The records>
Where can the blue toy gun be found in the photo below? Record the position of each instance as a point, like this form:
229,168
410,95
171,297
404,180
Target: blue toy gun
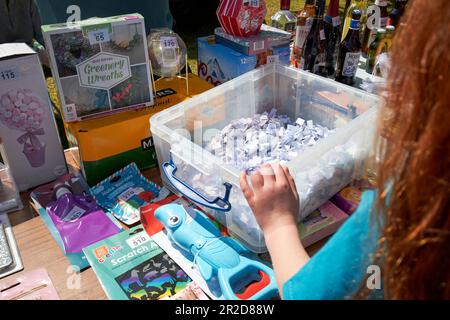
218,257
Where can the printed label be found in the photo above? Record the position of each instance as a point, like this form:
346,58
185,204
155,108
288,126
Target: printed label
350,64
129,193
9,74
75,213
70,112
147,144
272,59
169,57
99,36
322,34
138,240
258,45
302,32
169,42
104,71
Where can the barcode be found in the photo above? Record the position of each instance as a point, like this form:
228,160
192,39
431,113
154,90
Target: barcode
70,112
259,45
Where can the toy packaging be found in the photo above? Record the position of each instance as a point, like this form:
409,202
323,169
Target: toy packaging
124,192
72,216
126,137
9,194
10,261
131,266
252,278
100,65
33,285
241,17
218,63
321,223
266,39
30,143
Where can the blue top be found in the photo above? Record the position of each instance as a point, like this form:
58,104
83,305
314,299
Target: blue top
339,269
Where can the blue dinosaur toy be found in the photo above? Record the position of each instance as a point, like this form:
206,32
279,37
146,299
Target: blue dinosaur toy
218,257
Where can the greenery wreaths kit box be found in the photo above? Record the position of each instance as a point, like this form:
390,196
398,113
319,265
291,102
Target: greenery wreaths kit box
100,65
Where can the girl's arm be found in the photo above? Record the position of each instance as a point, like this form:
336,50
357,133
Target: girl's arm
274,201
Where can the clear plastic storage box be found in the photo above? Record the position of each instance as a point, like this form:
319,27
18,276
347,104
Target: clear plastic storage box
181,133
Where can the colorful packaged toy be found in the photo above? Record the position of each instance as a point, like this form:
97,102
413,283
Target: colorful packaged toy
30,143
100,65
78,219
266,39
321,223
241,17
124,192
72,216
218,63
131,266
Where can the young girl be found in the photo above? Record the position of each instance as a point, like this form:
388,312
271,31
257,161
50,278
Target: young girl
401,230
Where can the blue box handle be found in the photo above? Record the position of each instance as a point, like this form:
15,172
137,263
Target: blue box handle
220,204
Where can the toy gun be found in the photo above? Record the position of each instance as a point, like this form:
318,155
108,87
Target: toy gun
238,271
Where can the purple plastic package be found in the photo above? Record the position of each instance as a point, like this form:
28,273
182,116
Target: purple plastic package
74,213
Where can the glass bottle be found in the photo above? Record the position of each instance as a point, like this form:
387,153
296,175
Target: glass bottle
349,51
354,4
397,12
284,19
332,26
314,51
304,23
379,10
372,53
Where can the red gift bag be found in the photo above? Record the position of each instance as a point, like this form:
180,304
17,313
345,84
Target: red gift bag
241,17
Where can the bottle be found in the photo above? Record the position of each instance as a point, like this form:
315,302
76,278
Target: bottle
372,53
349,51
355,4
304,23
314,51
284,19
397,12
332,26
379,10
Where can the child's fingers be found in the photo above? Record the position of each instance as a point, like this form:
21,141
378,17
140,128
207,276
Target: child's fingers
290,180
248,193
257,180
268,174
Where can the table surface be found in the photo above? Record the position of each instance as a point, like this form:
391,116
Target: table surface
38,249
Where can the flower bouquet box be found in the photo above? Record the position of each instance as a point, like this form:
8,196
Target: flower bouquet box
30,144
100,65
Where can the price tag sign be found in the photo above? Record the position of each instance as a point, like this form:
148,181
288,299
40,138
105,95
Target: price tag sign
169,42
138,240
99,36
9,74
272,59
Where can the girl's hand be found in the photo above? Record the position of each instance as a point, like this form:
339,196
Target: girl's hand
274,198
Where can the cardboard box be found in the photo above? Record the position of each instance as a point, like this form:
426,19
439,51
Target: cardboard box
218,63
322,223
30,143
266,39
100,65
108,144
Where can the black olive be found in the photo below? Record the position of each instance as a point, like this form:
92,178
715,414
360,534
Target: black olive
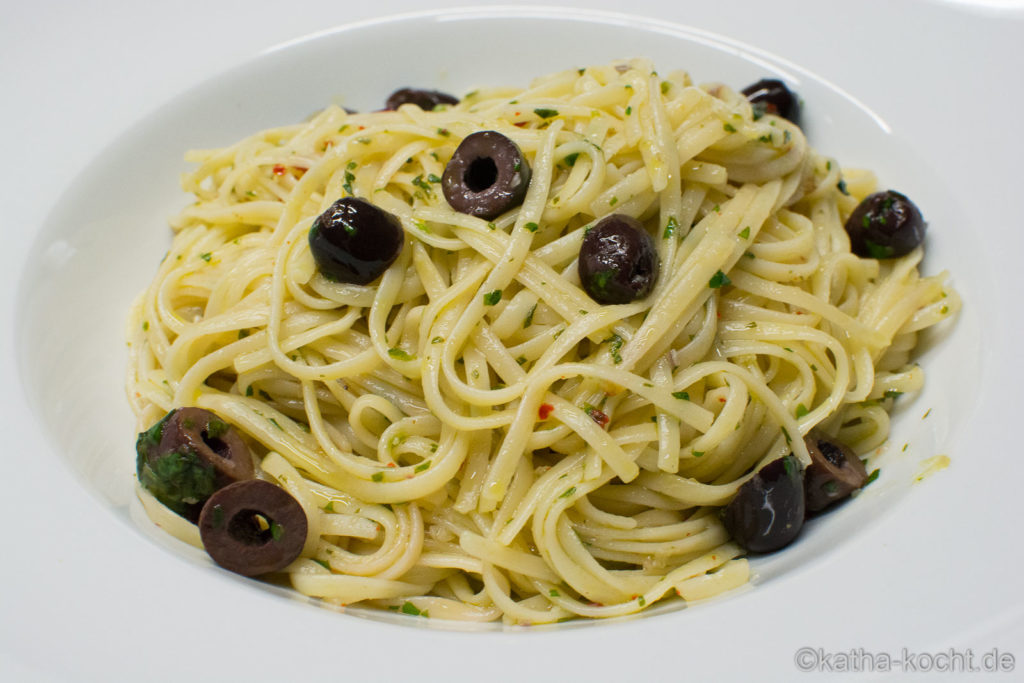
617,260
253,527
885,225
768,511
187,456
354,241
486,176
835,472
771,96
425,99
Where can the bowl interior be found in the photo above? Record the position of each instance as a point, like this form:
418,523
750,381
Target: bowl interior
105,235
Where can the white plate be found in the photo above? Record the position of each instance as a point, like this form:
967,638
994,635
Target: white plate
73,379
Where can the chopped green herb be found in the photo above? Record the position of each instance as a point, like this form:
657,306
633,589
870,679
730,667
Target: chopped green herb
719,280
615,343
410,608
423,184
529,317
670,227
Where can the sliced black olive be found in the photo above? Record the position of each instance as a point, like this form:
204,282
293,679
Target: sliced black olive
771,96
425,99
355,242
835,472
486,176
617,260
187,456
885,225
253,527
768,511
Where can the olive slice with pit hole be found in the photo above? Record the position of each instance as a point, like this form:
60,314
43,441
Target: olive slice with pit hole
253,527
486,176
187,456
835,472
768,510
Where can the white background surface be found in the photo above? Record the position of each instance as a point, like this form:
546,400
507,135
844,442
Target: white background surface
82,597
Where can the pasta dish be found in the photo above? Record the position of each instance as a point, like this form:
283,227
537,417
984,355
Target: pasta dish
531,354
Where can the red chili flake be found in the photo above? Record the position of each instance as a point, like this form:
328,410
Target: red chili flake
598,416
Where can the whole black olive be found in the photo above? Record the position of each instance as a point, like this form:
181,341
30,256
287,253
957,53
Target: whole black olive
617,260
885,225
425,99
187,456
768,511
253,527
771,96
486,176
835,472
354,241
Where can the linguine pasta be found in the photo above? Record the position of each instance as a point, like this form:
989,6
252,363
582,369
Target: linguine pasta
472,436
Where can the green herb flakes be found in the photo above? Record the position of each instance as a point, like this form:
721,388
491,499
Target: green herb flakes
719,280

* * *

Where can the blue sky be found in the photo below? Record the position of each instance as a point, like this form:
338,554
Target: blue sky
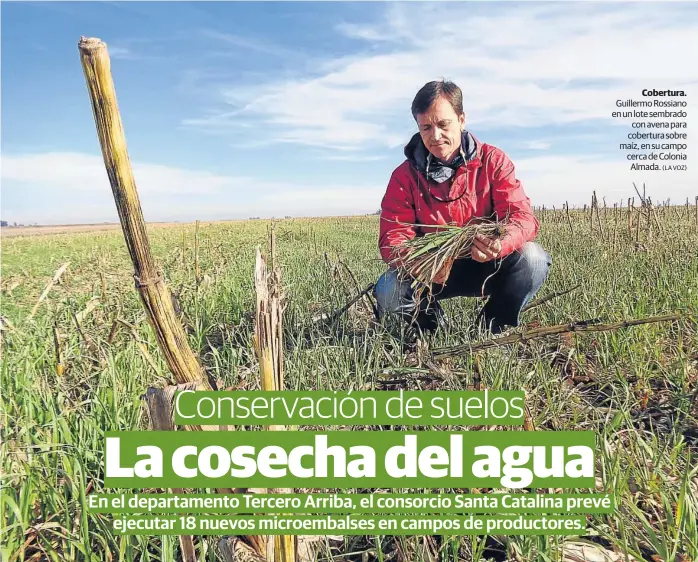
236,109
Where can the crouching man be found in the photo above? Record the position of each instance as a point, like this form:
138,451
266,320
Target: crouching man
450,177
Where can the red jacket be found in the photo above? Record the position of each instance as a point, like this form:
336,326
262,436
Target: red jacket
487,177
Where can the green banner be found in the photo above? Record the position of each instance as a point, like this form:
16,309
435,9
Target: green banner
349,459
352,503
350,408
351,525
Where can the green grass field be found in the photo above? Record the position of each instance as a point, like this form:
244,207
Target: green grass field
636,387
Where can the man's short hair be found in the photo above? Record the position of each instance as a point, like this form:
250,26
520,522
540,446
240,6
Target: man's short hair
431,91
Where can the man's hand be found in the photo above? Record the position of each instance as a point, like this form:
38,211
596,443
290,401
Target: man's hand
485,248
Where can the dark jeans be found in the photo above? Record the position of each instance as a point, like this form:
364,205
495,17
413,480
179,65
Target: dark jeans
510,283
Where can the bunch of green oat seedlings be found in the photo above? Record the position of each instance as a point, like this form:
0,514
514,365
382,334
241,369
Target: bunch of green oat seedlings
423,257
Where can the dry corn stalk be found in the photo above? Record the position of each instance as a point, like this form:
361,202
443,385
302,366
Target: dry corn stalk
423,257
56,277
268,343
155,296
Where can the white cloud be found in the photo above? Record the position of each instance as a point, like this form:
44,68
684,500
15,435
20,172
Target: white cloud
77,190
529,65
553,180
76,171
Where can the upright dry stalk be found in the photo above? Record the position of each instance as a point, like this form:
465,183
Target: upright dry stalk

What to do>
Which lines hold the word "below"? Copy each of them from the records.

Exercise response>
Where can the blue toy gun be found in the photo below? Record the position of each instance as a point, like this form:
Where can the black olive be found in the photo below? Record the position of each instance as a point, like this form:
Where can the blue sky be found in the photo below? Record the position of each instance as a point, like this form:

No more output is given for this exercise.